Matthieu Creson, chargé d’études à l’IREF (Institut de Recherches Économiques et Fiscales), conférencier, revient sur la récente déclaration de la réalisatrice Justine Triet selon laquelle l’ « exception culturelle » serait en danger.
La réalisatrice Justine Triet a donné un tour politique assez inattendu au discours qu’elle a prononcé après avoir reçu la Palme d’or à Cannes pour son film Anatomie d’une chute, déplorant1 que la contestation de la réforme des retraites ait été « niée et réprimée de façon choquante » et fustigeant la « marchandisation de la culture que le gouvernement néolibéral défend » (sic). (Pour qualifier la politique d’Emmanuel Macron de « néolibérale », il faut vraiment ne rien comprendre du tout à ce qu’est le libéralisme…) Une « marchandisation » qui serait en passe de « casser l’exception culturelle française », a-t-elle ajouté, « (…) sans laquelle (elle) ne serai(t) pas là aujourd’hui ». Si la référence aux manifestations du printemps 2023 arrive ici un peu comme un cheveu sur la soupe, on ne sera pas tellement surpris par le fond de cette déclaration. « Le gouvernement n’a jamais autant fait pour sauvegarder notre exception culturelle », s’est ainsi justifiée sur France Inter la ministre de la Culture, Rima Abdul Malak, évoquant notamment le nouveau projet d’aide à l’industrie cinématographique et audiovisuelle à hauteur de 350 millions d’euros2, qui vise à doubler la surface des plateaux des studios de tournage en France.
Par-delà leur apparent désaccord, la réalisatrice primée à Cannes et la ministre reprennent en fait en chœur un poncif des plus éculés : l’idée qu’il existerait une « exception culturelle » (française, naturellement…). Mais l’ « exception culturelle » n’est pas une qualité intrinsèque, et elle n’est pas plus contenue dans la culture française que l’existence ne l’est dans l’essence.
La culture française n’existe que par le talent de ses artistes, de ses écrivains, de ses réalisateurs, bref de ses créateurs, non en vertu d’une prétendue supériorité décrétée a priori, et dont la survie serait menacée par le libre jeu du marché.

Travail à faire » Recopiez à l'identique le passage de l'article sur l'exception culturelle situé entre « Par-delà leur apparent » et « jeu du marché. », ces deux extrémités comprises.

Données fournies »
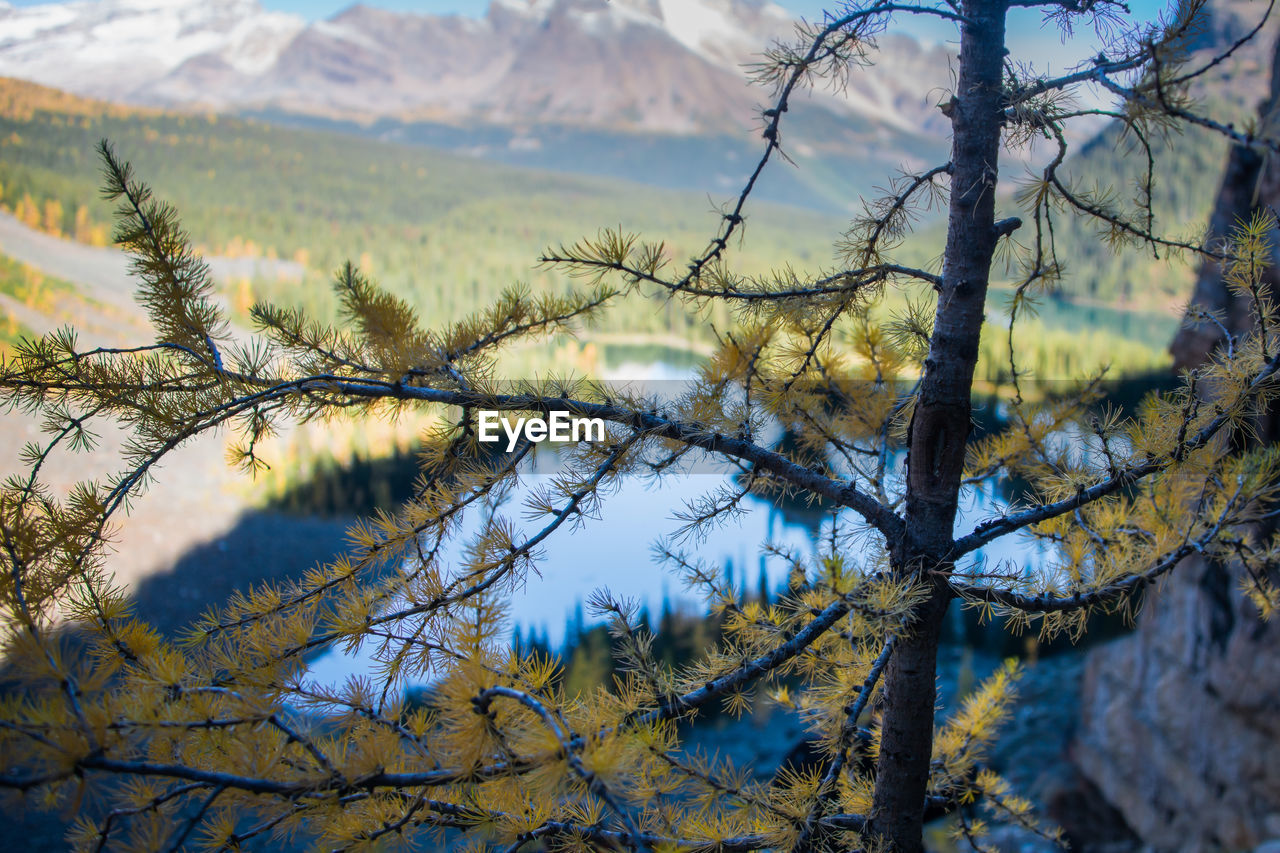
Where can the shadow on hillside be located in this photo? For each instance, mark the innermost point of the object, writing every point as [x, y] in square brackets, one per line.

Réponse attendue »
Par-delà leur apparent désaccord, la réalisatrice primée à Cannes et la ministre reprennent en fait en chœur un poncif des plus éculés : l’idée qu’il existerait une « exception culturelle » (française, naturellement…). Mais l’ « exception culturelle » n’est pas une qualité intrinsèque, et elle n’est pas plus contenue dans la culture française que l’existence ne l’est dans l’essence.
La culture française n’existe que par le talent de ses artistes, de ses écrivains, de ses réalisateurs, bref de ses créateurs, non en vertu d’une prétendue supériorité décrétée a priori, et dont la survie serait menacée par le libre jeu du marché.